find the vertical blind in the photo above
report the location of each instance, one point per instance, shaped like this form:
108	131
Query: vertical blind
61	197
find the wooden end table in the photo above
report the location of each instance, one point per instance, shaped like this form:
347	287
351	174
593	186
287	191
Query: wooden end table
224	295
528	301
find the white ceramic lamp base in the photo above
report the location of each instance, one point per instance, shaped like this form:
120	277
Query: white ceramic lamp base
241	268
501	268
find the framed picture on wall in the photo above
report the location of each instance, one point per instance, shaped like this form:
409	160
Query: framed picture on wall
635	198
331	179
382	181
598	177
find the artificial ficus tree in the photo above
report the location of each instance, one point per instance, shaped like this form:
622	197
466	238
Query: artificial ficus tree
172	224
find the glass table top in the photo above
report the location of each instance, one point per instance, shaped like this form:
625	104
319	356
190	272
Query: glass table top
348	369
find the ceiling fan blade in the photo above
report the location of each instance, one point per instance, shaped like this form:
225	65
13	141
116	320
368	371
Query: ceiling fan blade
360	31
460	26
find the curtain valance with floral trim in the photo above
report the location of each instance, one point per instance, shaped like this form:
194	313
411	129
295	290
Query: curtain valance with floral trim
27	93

---

Every entry is to be repeated exactly as it stands.

* **YOUR RESPONSE**:
find the vertical blind in the photo above
report the location of each instance, one point per instance, shaped like this form:
108	131
Query: vertical blind
61	197
find the wooden end table in the photo above
report the location of each instance, one point per instance, shaped like this form:
347	287
351	174
593	186
287	191
Query: wooden end table
224	295
528	301
find the white ceramic lamp base in the photo above
report the location of each instance, one point per instance, shaped like this form:
120	277
Query: white ceramic lamp base
241	268
501	268
find the framed picture on wall in the photo above
report the location of each instance, one point per instance, shaped like this form:
409	160
Query: framed picture on wall
635	198
331	179
382	181
598	177
find the artificial ficus tree in the photo above
report the location of each instance, one point per instance, shaped like this form:
622	197
466	238
Query: artificial ficus tree
172	224
find the glass table top in the photo above
report the location of each instance, one point per instance, shaped like this form:
625	104
319	356
190	272
Query: glass table top
348	369
find the ceiling fan blade in the photo above
report the location of each instance, one point per instance, shaped like this form:
225	65
13	141
116	320
368	371
Query: ceiling fan blade
360	31
460	26
find the curtain valance with floral trim in the photo above
report the location of each instance, one point per instance, shaped like this form:
194	313
411	129
295	290
Query: curtain valance with floral trim
27	93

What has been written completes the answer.